**Short task 1**:
Answer these questions using the passage on U.S. strategy toward Russia and the Islamic world.
(a) Which Europeans does the passage single out as having no appetite for this war?
(b) Which country does the passage call the key to the first option?
(c) Under the second option, what guarantee would the Russians give in return for their sphere of influence?
**Short task 2**: Continue the passage on U.S. strategy toward Russia and the Islamic world, starting right after its last sentence.

**Reading passage**:
---
The U.S. government is trying to think through how it can maintain its commitment in the Islamic world and resist the Russian reassertion of hegemony in the former Soviet Union. If the United States could very rapidly win its wars in the region, this would be possible. But the Russians are in a position to prolong these wars, and even without such agitation, the American ability to close off the conflicts is severely limited. The United States could massively increase the size of its army and make deployments into the Baltics, Ukraine and Central Asia to thwart Russian plans, but it would take years to build up these forces and the active cooperation of Europe to deploy them. Logistically, European support would be essential — but the Europeans in general, and the Germans in particular, have no appetite for this war. Expanding the U.S. Army is necessary, but it does not affect the current strategic reality.

This logistical issue might be manageable, but the real heart of this problem is not merely the deployment of U.S. forces in the Islamic world — it is the Russians’ ability to use weapons sales and covert means to deteriorate conditions dramatically. With active Russian hostility added to the current reality, the strategic situation in the Islamic world could rapidly spin out of control.

The United States is therefore trapped by its commitment to the Islamic world. It does not have sufficient forces to block Russian hegemony in the former Soviet Union, and if it tries to block the Russians with naval or air forces, it faces a dangerous riposte from the Russians in the Islamic world. If it does nothing, it creates a strategic threat that potentially towers over the threat in the Islamic world.

The United States now has to make a fundamental strategic decision. If it remains committed to its current strategy, it cannot respond to the Russians. If it does not respond to the Russians for five or 10 years, the world will look very much like it did from 1945 to 1992. There will be another Cold War at the very least, with a peer power much poorer than the United States but prepared to devote huge amounts of money to national defense.

There are four broad U.S. options:
  1. Attempt to make a settlement with Iran that would guarantee the neutral stability of Iraq and permit the rapid withdrawal of U.S. forces there. Iran is the key here. The Iranians might also mistrust a re-emergent Russia, and while Tehran might be tempted to work with the Russians against the Americans, Iran might consider an arrangement with the United States — particularly if the United States refocuses its attentions elsewhere. On the upside, this would free the U.S. from Iraq. On the downside, the Iranians might not want —or honor — such a deal.

  2. Enter into negotiations with the Russians, granting them the sphere of influence they want in the former Soviet Union in return for guarantees not to project Russian power into Europe proper. The Russians will be busy consolidating their position for years, giving the U.S. time to re-energize NATO. On the upside, this would free the United States to continue its war in the Islamic world. On the downside, it would create a framework for the re-emergence of a powerful Russian empire that would be as difficult to contain as the Soviet Union.

  3. Refuse to engage the Russians and leave the problem to the Europeans. On the upside, this would allow the United States to continue war in the Islamic world and force the Europeans to act. On the downside, the Europeans are too divided, dependent on Russia and dispirited to resist the Russians. This strategy could speed up Russia’s re-emergence.
---
**Data section**:
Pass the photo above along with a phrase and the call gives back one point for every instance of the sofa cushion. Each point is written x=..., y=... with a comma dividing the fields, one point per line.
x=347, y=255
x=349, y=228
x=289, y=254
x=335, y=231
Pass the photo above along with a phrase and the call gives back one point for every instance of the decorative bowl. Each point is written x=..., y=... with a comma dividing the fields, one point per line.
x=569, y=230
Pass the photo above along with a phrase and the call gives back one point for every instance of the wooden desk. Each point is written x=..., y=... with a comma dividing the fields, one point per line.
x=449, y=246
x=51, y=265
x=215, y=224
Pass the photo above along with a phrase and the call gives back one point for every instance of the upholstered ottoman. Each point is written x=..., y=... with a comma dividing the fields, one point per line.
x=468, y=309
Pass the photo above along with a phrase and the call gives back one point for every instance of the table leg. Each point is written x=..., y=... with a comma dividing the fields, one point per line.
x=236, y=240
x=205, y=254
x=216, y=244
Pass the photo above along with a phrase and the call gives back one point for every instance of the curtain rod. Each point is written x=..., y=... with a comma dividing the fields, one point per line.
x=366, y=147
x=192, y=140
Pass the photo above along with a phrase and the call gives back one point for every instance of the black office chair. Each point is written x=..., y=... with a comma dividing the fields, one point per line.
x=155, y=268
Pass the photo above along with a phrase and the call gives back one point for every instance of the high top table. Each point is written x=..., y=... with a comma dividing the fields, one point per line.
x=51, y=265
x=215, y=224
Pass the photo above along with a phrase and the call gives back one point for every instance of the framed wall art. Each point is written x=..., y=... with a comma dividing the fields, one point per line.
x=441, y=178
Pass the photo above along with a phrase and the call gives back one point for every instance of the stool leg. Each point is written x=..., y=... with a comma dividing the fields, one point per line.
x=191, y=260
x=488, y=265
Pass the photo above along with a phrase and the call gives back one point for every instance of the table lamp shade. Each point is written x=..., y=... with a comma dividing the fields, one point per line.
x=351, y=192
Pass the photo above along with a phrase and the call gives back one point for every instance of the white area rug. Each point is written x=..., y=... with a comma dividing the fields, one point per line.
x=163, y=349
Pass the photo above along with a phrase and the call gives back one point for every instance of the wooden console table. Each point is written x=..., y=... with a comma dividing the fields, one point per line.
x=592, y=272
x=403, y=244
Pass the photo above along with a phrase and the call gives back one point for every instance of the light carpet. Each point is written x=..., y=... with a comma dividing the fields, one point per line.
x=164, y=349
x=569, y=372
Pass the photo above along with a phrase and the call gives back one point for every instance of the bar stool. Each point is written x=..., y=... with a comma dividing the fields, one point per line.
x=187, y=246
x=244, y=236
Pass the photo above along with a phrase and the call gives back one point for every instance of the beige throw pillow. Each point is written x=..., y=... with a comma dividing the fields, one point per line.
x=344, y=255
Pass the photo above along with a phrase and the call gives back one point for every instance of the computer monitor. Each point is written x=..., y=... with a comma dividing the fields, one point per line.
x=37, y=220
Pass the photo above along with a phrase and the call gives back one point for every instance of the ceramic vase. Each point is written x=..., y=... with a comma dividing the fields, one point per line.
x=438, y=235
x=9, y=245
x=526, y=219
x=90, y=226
---
**Final answer 1**:
(a) The Germans.
(b) Iran.
(c) A guarantee not to project Russian power into Europe proper.

**Final answer 2**:
  4. Rapidly disengage from Iraq, leaving a residual force there and in Afghanistan. The upside is that this creates a reserve force to reinforce the Baltics and Ukraine that might restrain Russia in the former Soviet Union. The downside is that it would create chaos in the Islamic world, threatening regimes that have sided with the United States and potentially reviving effective intercontinental terrorism. The trade-off is between a hegemonic threat from Eurasia and instability and a terror threat from the Islamic world.
We are pointing to very stark strategic choices. Continuing the war in the Islamic world has a much higher cost now than it did when it began, and Russia potentially poses a far greater threat to the United States than the Islamic world does. What might have been a rational policy in 2001 or 2003 has now turned into a very dangerous enterprise, because a hostile major power now has the option of making the U.S. position in the Middle East enormously more difficult.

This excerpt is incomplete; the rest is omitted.